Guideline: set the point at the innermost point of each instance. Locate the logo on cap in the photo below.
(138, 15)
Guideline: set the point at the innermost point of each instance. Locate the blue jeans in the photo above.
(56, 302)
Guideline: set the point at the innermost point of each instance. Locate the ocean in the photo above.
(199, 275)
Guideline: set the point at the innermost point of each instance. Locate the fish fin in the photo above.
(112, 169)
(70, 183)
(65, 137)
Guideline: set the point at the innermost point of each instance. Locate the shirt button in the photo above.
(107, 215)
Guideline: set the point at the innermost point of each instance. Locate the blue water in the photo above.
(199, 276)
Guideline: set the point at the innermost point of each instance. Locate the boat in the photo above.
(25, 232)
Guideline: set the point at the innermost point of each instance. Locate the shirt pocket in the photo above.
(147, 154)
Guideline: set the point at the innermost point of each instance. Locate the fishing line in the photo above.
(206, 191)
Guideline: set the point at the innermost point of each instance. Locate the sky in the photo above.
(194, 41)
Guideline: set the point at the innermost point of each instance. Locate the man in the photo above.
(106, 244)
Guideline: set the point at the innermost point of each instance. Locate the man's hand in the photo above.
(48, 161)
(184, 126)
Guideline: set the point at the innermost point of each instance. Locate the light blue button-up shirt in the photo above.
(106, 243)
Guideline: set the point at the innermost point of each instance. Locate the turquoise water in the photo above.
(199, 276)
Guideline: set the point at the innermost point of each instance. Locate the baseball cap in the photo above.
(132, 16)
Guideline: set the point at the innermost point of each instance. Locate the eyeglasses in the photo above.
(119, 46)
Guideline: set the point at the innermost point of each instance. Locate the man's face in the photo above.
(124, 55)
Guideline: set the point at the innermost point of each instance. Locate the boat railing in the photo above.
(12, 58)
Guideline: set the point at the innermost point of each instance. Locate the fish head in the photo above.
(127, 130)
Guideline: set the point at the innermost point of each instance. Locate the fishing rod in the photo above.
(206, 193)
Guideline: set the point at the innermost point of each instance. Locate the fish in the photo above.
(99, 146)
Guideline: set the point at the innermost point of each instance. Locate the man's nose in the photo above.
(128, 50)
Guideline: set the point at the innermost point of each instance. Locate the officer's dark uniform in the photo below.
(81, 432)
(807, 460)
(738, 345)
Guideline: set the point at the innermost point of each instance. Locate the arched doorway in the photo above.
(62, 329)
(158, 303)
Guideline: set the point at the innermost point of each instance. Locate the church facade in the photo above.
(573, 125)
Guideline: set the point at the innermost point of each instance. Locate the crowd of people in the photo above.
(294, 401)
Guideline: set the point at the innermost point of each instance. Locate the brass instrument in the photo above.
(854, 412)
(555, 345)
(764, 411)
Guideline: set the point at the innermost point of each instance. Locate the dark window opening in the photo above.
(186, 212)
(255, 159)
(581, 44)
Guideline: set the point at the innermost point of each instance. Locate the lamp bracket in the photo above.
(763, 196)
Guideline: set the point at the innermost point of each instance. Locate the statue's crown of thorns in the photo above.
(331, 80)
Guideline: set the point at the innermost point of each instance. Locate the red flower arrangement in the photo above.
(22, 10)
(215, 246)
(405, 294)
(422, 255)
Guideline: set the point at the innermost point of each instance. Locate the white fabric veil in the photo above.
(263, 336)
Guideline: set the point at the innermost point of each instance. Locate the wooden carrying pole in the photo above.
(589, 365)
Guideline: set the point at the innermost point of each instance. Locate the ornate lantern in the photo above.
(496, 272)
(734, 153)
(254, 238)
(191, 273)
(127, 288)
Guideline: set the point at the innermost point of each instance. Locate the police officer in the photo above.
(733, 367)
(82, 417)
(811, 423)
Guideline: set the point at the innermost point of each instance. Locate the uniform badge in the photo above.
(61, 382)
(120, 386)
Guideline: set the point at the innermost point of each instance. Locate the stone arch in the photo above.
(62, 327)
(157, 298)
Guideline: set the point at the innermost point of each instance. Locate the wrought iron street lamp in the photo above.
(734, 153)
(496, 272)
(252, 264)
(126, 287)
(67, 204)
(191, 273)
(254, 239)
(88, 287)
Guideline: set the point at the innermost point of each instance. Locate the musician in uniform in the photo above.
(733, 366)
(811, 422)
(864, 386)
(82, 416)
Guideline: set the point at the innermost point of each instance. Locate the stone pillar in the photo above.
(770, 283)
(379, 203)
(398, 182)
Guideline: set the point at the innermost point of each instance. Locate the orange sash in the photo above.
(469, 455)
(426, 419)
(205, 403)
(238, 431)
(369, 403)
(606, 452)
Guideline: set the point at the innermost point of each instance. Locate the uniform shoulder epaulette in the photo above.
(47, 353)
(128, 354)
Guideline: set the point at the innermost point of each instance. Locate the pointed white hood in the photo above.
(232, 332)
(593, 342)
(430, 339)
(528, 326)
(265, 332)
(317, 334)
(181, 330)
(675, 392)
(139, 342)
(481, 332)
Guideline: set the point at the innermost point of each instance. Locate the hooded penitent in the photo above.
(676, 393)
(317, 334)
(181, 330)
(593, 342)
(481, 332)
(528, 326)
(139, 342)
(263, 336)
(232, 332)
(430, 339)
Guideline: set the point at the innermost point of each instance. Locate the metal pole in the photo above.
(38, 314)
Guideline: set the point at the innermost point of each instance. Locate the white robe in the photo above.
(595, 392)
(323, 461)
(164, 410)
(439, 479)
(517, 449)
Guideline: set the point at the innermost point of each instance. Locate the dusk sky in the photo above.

### Problem statement
Retype all the data, keeping every character the same.

### Exercise result
Guideline: set the point at the innermost point of each instance. Locate the logo on cap in the photo below.
(138, 15)
Guideline: set the point at the innermost point of each instance. Locate the blue jeans in the photo above.
(56, 302)
Guideline: set the point at the innermost point of each instance. Locate the ocean in the photo above.
(199, 275)
Guideline: set the point at the innermost point of each instance. Locate the fish fin in the photo above.
(112, 169)
(70, 183)
(65, 137)
Guideline: set the point at the innermost point of each instance. Locate the shirt button in the photo above.
(107, 215)
Guideline: set the point at the innermost point of each instance. Locate the blue water in the photo above.
(199, 276)
Guideline: set the point at the innermost point of each instance. Locate the boat in the photo above.
(25, 232)
Guideline: set the point at the innermost point of each instance. Locate the shirt pocket in the photo above.
(147, 154)
Guideline: set the point at the innermost point of each instance. Locate the fishing line in the photo above.
(206, 191)
Guideline: set the point at the innermost point of each instance. Locate the sky in the photo above.
(194, 41)
Guideline: set the point at the innermost point of each instance. Locate the man in the photo above.
(106, 244)
Guideline: set the point at the innermost point of each instance. Locate the man's hand in the photo above.
(48, 161)
(184, 126)
Guideline: set the point at the innermost point of each instance. Locate the light blue button-up shirt in the photo above.
(106, 243)
Guideline: set the point at the innermost point of each instance. Locate the turquoise water in the photo above.
(199, 276)
Guideline: set the point at the innermost point of each instance. Locate the baseball cap in the photo above.
(132, 16)
Guideline: set the point at the innermost point of each instance. Locate the eyeglasses in the photo above.
(119, 46)
Guideline: set the point at the innermost point of each instance. Locate the man's face in the photo above.
(124, 55)
Guideline: set the point at the innermost point of each instance. Locate the boat railing in the photo above.
(12, 58)
Guideline: set the point at the innermost point of each instance. Locate the fish head in the photo above.
(127, 130)
Guideline: set the point at the innermost point of each instance. Locate the fishing rod in the photo above.
(206, 193)
Guideline: set the point at the innermost point of each instance. Locate the fish in the photo above.
(99, 146)
Guideline: set the point at the innermost point of each instance. Locate the man's nose in the photo above.
(128, 50)
Guideline: set the point at the innermost point of each instance. Locate the officer's dark uniform in the photo below.
(81, 432)
(807, 460)
(738, 345)
Guideline: set the point at the innermost point of each instance. Locate the arched doorway in the photo above.
(62, 329)
(158, 303)
Guideline: set the point at the innermost point of each instance. Locate the church facade in the photo above.
(573, 125)
Guideline: set the point at the innermost point of each instance. Locate the crowd of people in the photo above.
(294, 401)
Guideline: set the point at the innermost point of each instance. Locate the brass instrument in the photo above.
(854, 412)
(555, 345)
(764, 411)
Guideline: set the point at the innermost point of each instance. Locate the dark window opening in the photo above.
(186, 212)
(255, 159)
(581, 44)
Guideline: set the point at the innermost point of each instance. Locate the lamp bracket in the photo above.
(763, 196)
Guideline: set the point at the innermost point of each instance. Locate the statue's crown of thorns in the photo above.
(331, 80)
Guideline: set the point at the innermost point of each instance. Locate the red flower arrangement in the photo above.
(22, 10)
(215, 246)
(405, 294)
(422, 255)
Guideline: set the point at the innermost point of each instance. Locate the white fabric veil in the photo above.
(263, 336)
Guideline: set the point at the innermost point of each instance. Locate the wooden carrying pole in the photo above.
(589, 365)
Guideline: set the point at the innermost point of each instance. Locate the ornate lantern in the photo above.
(496, 272)
(734, 153)
(254, 238)
(191, 273)
(127, 288)
Guideline: set the point at the innermost point of each instance. Locate the police officer in the photo above.
(733, 367)
(82, 417)
(811, 423)
Guideline: set the point at the innermost point of each instance. Locate the uniform badge in the photo above.
(61, 382)
(120, 386)
Guideline: set the point at the innermost point of each instance. Locate the stone arch in the photo above.
(62, 327)
(157, 298)
Guideline: set the point at the innermost point of each instance. Locate the wrought iron street lamp in the photo above.
(734, 153)
(496, 272)
(252, 264)
(126, 287)
(67, 204)
(191, 273)
(254, 239)
(88, 287)
Guideline: set the point at the innermost point of each instance. Locate the musician in uniform in the photo above.
(733, 366)
(811, 422)
(864, 386)
(82, 416)
Guideline: set the point at the innermost point of each instance. Locate the stone pillar in the photo above.
(770, 283)
(379, 203)
(398, 182)
Guideline: set the point at the innermost point of each instance. Locate the orange sash in the photo above.
(469, 455)
(426, 419)
(205, 403)
(238, 431)
(369, 403)
(606, 452)
Guideline: set the point at the innermost point of each instance. Locate the uniform shoulder epaulette in the photo above.
(47, 353)
(128, 354)
Guideline: set the point at the innermost point of each instance. Locate the pointed white hood in the photo above.
(232, 332)
(593, 342)
(430, 339)
(528, 326)
(265, 332)
(317, 334)
(181, 330)
(675, 392)
(139, 342)
(481, 332)
Guideline: set the point at the innermost point of each instance. Locate the hooded penitent in the photo above.
(676, 393)
(317, 334)
(181, 330)
(593, 342)
(481, 332)
(528, 326)
(139, 342)
(263, 336)
(232, 332)
(430, 339)
Guideline: set the point at the innermost point of each instance. Locate the metal pole in the photo above.
(38, 314)
Guideline: set the point at the innermost point of each instance. Locate the white robe in the photo above.
(595, 392)
(323, 461)
(164, 410)
(439, 479)
(517, 449)
Guideline: set the point at the innermost point of each instance. Locate the dusk sky in the photo above.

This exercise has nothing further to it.